* [Exercise requirements]: Show every line of the data below that contains the word "jacket", copying each line in full.

* [Task input]:
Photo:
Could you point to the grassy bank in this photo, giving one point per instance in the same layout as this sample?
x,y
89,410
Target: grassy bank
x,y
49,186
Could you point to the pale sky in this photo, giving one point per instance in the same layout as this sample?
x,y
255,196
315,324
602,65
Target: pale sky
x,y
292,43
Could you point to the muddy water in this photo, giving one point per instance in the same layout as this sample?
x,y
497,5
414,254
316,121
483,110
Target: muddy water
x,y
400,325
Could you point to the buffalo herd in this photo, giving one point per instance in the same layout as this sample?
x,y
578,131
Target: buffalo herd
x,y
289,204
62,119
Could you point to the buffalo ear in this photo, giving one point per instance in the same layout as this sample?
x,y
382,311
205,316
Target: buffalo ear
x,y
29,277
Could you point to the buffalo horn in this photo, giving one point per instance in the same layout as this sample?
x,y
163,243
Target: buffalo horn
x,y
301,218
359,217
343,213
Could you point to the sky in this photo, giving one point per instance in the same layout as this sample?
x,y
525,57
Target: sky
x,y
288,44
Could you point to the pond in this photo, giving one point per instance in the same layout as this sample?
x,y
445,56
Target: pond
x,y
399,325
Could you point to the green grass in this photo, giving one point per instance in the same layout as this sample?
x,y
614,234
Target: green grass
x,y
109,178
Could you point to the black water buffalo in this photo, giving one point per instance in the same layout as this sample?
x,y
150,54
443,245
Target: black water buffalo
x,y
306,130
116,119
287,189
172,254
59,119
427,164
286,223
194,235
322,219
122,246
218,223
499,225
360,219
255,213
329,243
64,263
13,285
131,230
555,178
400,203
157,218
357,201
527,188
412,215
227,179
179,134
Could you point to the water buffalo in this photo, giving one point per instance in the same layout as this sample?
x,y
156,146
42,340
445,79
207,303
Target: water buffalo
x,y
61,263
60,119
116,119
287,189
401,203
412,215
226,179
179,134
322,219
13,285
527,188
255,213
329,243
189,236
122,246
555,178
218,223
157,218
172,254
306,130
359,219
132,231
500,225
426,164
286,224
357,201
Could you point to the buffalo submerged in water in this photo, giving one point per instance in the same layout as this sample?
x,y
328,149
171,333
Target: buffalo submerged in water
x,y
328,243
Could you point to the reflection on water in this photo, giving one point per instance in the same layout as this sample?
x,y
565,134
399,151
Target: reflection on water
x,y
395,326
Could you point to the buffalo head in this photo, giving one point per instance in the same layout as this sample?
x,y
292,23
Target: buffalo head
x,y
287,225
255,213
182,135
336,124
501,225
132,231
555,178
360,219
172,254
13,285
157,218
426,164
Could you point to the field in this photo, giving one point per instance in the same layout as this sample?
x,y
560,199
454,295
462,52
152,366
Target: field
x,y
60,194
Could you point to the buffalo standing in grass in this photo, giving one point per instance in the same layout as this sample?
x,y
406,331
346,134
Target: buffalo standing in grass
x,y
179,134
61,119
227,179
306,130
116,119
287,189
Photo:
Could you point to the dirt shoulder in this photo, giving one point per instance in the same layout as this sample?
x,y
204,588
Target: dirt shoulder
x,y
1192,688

...

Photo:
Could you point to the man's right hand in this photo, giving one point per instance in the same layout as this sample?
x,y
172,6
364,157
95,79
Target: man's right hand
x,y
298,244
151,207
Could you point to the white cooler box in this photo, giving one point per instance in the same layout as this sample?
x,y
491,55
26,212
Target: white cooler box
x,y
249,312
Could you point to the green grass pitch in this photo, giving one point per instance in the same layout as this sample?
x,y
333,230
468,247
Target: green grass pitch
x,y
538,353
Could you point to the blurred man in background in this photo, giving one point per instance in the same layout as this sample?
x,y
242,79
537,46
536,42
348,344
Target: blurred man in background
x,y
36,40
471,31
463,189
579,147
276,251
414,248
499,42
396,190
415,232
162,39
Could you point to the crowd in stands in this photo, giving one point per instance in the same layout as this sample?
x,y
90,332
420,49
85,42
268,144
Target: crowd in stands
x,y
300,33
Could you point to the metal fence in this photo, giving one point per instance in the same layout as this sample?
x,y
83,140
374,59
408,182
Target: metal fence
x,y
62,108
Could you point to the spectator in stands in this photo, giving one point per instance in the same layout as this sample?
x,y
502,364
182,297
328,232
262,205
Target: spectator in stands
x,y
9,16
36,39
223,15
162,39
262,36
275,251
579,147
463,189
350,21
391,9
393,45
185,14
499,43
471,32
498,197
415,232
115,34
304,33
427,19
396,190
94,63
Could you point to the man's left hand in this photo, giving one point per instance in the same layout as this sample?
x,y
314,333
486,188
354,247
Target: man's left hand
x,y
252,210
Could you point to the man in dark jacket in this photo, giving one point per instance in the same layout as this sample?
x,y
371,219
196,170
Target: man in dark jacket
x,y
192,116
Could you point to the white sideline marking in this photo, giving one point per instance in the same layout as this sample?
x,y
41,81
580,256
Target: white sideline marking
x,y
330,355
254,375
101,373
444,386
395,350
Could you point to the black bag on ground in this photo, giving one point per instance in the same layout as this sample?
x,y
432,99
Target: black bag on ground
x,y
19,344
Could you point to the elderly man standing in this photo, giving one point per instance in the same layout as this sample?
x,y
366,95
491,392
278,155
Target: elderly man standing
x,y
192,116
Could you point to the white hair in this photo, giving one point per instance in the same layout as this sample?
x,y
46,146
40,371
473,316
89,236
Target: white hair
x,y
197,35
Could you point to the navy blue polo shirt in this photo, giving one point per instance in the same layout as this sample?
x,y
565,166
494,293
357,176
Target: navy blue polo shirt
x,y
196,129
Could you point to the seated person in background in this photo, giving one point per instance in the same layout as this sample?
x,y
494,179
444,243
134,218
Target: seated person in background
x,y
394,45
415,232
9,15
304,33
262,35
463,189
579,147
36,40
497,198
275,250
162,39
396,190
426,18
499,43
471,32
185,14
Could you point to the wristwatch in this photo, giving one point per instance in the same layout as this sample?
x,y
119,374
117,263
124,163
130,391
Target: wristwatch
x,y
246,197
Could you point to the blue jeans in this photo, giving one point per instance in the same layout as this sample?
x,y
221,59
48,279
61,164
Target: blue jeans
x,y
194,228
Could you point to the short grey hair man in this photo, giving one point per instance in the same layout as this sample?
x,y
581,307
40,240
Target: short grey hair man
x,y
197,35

* [Exercise result]:
Could you point to the man in dark jacket in this photo, giving one point per instance in the same layout as this sample?
Target: man in dark jacket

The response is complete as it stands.